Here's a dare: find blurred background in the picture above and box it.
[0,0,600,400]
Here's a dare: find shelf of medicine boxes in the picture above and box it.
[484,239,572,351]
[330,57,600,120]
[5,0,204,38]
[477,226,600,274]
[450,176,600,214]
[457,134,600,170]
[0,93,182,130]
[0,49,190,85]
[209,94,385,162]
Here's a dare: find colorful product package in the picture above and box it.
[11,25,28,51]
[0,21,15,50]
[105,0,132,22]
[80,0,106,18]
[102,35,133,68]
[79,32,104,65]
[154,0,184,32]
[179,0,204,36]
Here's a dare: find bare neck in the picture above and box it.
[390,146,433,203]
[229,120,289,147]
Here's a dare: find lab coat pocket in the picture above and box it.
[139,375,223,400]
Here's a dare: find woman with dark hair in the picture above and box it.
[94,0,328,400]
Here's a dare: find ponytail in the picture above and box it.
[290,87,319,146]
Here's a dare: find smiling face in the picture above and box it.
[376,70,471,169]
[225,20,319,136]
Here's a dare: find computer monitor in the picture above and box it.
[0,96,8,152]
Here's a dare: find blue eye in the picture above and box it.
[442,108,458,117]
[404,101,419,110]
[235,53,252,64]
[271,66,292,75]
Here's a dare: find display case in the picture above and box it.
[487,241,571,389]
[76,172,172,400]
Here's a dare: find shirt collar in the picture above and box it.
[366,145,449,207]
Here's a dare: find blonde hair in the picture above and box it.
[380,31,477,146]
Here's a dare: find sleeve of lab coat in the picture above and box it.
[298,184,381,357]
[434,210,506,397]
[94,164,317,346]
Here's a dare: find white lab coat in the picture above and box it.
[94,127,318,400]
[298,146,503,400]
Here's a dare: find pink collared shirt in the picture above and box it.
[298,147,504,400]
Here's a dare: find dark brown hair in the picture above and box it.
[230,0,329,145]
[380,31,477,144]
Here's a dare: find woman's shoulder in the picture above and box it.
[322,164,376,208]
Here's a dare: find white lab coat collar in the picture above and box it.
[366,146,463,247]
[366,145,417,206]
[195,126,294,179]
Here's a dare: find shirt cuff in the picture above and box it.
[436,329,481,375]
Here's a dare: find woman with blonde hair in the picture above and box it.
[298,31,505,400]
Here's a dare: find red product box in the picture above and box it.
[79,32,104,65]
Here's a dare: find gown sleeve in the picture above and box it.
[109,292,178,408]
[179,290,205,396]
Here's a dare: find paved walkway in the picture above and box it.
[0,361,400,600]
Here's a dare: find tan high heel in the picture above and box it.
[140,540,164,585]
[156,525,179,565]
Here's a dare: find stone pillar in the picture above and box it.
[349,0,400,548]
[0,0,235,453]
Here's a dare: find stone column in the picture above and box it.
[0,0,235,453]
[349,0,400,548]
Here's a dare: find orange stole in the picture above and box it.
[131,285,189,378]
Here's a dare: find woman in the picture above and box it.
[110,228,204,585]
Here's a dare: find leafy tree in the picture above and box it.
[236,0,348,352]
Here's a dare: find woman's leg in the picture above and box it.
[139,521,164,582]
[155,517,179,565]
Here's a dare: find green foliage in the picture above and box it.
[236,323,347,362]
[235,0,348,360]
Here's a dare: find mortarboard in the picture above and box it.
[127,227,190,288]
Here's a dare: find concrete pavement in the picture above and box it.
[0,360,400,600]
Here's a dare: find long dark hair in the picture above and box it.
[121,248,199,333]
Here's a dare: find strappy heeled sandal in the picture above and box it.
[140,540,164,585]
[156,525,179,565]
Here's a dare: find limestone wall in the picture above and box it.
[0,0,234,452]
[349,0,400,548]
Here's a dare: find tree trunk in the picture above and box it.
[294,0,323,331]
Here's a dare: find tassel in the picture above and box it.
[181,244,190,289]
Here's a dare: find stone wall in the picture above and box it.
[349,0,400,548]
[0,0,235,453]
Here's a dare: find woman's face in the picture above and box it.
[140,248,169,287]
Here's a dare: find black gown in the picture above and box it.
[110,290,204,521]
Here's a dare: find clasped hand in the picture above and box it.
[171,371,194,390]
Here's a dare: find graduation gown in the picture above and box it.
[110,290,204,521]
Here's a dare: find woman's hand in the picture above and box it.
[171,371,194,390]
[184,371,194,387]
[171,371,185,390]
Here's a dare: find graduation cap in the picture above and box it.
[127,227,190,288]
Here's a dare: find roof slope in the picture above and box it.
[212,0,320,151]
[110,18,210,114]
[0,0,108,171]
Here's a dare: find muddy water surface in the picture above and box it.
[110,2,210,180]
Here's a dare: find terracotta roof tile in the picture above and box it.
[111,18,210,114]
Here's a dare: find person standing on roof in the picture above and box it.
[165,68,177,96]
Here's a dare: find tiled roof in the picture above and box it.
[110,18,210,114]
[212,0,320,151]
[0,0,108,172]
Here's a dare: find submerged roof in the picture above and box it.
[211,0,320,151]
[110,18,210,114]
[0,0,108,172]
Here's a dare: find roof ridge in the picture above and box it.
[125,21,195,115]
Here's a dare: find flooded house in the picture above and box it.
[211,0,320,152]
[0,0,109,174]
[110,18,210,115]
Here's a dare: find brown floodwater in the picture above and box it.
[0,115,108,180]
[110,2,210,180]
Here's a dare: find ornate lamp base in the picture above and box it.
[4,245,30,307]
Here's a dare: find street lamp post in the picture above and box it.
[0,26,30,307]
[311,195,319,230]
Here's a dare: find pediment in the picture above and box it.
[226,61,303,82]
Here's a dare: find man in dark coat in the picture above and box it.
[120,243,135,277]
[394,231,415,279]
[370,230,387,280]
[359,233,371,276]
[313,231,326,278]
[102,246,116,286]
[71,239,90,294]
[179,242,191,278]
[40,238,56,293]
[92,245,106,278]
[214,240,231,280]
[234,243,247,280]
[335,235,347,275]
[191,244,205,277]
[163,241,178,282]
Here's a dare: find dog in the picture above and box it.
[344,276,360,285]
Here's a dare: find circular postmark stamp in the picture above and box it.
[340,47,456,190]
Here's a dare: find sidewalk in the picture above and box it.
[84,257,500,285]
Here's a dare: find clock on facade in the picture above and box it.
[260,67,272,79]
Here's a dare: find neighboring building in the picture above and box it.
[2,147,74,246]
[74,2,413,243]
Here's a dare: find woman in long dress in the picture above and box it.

********************

Write out the lines above again, swapping each "Here's a dare" for "Here's a challenge" and changing nothing else.

*EXPECTED ANSWER*:
Here's a challenge: find blurred background in the picture above and box it.
[0,0,600,400]
Here's a challenge: find shelf of medicine boxes in the picture above and box it.
[484,239,572,351]
[330,57,600,120]
[5,0,204,38]
[477,226,600,274]
[450,176,600,214]
[457,134,600,170]
[0,93,182,130]
[0,49,190,85]
[209,94,385,162]
Here's a challenge: find colorful product package in the picture above and box it.
[11,25,28,51]
[0,21,15,50]
[105,0,132,22]
[80,0,106,18]
[102,35,133,68]
[79,32,104,65]
[154,0,184,32]
[179,0,204,36]
Here's a challenge: find bare neck in the picture above and box it.
[390,146,433,203]
[229,120,289,147]
Here's a challenge: find lab coat pocket in the picture above and box it.
[139,375,223,400]
Here's a challenge: find woman with dark hair in the picture above and box it.
[94,0,328,400]
Here's a challenge: find ponytail in the picture above and box it.
[290,87,319,146]
Here's a challenge: find smiling face in the picture above and box it.
[376,70,471,169]
[225,20,319,136]
Here's a challenge: find computer monitor in the picture above and box it.
[0,96,8,152]
Here's a challenge: find blue eye in the picture above and box it.
[442,108,458,117]
[404,101,419,110]
[235,53,252,64]
[271,66,292,75]
Here's a challenge: find display case in the picture above and box it.
[487,241,571,389]
[76,172,172,400]
Here's a challenge: find shirt collar in the picture above and box it.
[366,145,449,207]
Here's a challenge: find blonde hair in the picture above and box it.
[380,31,477,146]
Here's a challenge: find sleeve of lab coat in the picture above and box it.
[298,184,381,357]
[434,210,506,397]
[94,164,317,346]
Here's a challenge: find white lab coat in the picture above and box it.
[94,127,318,400]
[298,146,503,400]
Here's a challenge: find pink collared shirt in the picture above and box it.
[298,147,504,400]
Here's a challenge: find dark brown hair in the picture above and box it.
[230,0,329,145]
[380,31,477,144]
Here's a challenge: find woman's shoulder in the picture above and box it.
[322,164,376,208]
Here's a challenge: find white lab coat collar in the picture above and box it.
[366,146,463,247]
[366,145,417,206]
[195,126,294,179]
Here's a challenge: find shirt cuff in the picture above and box it.
[436,329,481,375]
Here's a challenge: find woman with blonde hair in the picture above and box it.
[298,31,505,400]
Here's a challenge: find red product box in the picture above and box it.
[79,32,104,65]
Here's a challenge: find gown sleeve in the picture above and box it.
[109,292,178,408]
[179,290,205,396]
Here's a challenge: find paved walkway in the picture above and box it.
[0,361,400,600]
Here's a challenge: find tan high heel in the picture above and box it.
[140,540,164,585]
[156,525,179,565]
Here's a challenge: find stone pillar in the picture above and box it.
[349,0,400,548]
[0,0,235,453]
Here's a challenge: find stone column in the picture above and box it.
[0,0,235,453]
[349,0,400,548]
Here's a challenge: find orange stole in the picture above and box it.
[131,285,189,378]
Here's a challenge: find woman in the picture above and box it.
[110,228,204,585]
Here's a challenge: find leafy tree in the picture above and box it.
[236,0,348,352]
Here's a challenge: find woman's leg in the picture above and box it.
[139,521,164,582]
[155,517,179,565]
Here's a challenge: find green foliage in the picture above and box it.
[236,323,347,362]
[235,0,348,360]
Here's a challenge: find mortarboard in the picture above and box it.
[127,227,190,288]
Here's a challenge: find concrete pavement in the picture above and box it.
[0,360,400,600]
Here's a challenge: find long dark hair in the picture above and box it.
[121,248,199,333]
Here's a challenge: find strappy heeled sandal in the picture above and box it.
[140,540,164,585]
[156,525,179,565]
Here's a challenge: find limestone wall in the picture above and box it.
[0,0,234,452]
[349,0,400,548]
Here's a challenge: find tree trunk in the picture above and box it.
[294,0,323,331]
Here's a challenge: find tassel in the picture above and box it.
[181,244,190,289]
Here's a challenge: find stone wall in the picture above and box it.
[349,0,400,548]
[0,0,235,453]
Here's a challenge: find woman's face in the picture above and box it.
[140,248,169,287]
Here's a challenge: find black gown in the picture above and box it.
[110,290,204,521]
Here's a challenge: find clasped hand in the picture above and box it.
[171,371,194,390]
Here's a challenge: find graduation gown in the picture above and box it.
[110,290,204,521]
Here's a challenge: find woman's hand in the picture above and box it.
[171,371,194,390]
[184,371,194,387]
[171,371,185,390]
Here's a challenge: find graduation cap in the picture above and box it.
[127,227,190,288]
Here's a challenge: find roof slope in the picture above and box it.
[212,0,320,151]
[110,18,210,114]
[0,0,108,171]
Here's a challenge: find muddy water surface in the picture above and box it.
[110,2,210,180]
Here's a challenge: find terracotta roof tile in the picture above and box it.
[111,18,210,114]
Here's a challenge: find person standing on roof in the picture above and box it.
[165,68,177,96]
Here's a challenge: find tiled roof in the picture above and box it.
[110,18,210,114]
[212,0,320,151]
[0,0,108,172]
Here's a challenge: find submerged roof in the picture above and box it.
[211,0,320,151]
[110,18,210,114]
[0,0,108,172]
Here's a challenge: find roof ridge in the picture above and box it.
[125,21,195,115]
Here's a challenge: find flooded house in the picture above and box it.
[211,0,320,152]
[0,0,109,174]
[110,18,210,115]
Here's a challenge: find brown floodwater in the picture above and box it.
[0,115,108,180]
[110,2,210,180]
Here's a challenge: find ornate lamp base in the picture above and box it.
[4,245,30,307]
Here's a challenge: find street lamp post in the picture above and box it.
[0,26,30,307]
[311,195,319,230]
Here's a challenge: find pediment in the picture above and box it.
[226,61,303,82]
Here's a challenge: find man in dark coat in the picture above and box it.
[120,243,135,277]
[394,231,415,279]
[370,230,387,280]
[359,233,371,276]
[313,231,326,278]
[102,246,116,286]
[71,239,90,294]
[179,242,191,278]
[40,238,56,293]
[92,245,106,278]
[214,240,231,280]
[234,243,247,280]
[335,235,347,275]
[191,244,205,277]
[163,241,178,282]
Here's a challenge: find dog in the picture above and box it.
[344,276,360,285]
Here's a challenge: find circular postmark stamp in the picture above and box it.
[340,47,456,190]
Here's a challenge: find sidewalk in the picture above and box it.
[84,257,500,285]
Here's a challenge: find clock on facade in the picture above and box it.
[260,67,272,79]
Here's a challenge: find neighboring building in the picture above and box it.
[2,147,74,246]
[74,2,413,243]
Here's a challenge: find woman in long dress in the picture above and box it.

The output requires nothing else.